→ **Description of the task**
Could you copy out, word for word, everything from the start of the listing down through the line containing "The fill rule is evenodd throughout."?

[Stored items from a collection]
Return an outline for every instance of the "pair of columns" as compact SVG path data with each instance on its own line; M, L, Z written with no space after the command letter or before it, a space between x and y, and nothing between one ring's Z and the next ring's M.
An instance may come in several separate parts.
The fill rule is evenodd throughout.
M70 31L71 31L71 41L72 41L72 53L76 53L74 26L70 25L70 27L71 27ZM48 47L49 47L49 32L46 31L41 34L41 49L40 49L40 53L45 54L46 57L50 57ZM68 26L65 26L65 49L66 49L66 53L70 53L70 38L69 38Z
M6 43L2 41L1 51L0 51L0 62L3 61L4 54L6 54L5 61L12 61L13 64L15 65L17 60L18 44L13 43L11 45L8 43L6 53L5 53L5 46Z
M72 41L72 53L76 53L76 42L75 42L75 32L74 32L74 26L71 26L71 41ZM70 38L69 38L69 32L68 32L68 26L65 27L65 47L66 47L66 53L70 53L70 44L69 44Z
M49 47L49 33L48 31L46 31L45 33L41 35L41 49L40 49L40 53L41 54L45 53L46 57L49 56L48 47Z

→ **Result of the task**
Return an outline for every instance of the "pair of columns" as compact SVG path data with each instance on its own line; M, L, Z written with no space after the command letter or before it, a space between x and y, and nothing between one ring's Z and the next ring's M.
An instance may come in several separate parts.
The fill rule is evenodd throughout.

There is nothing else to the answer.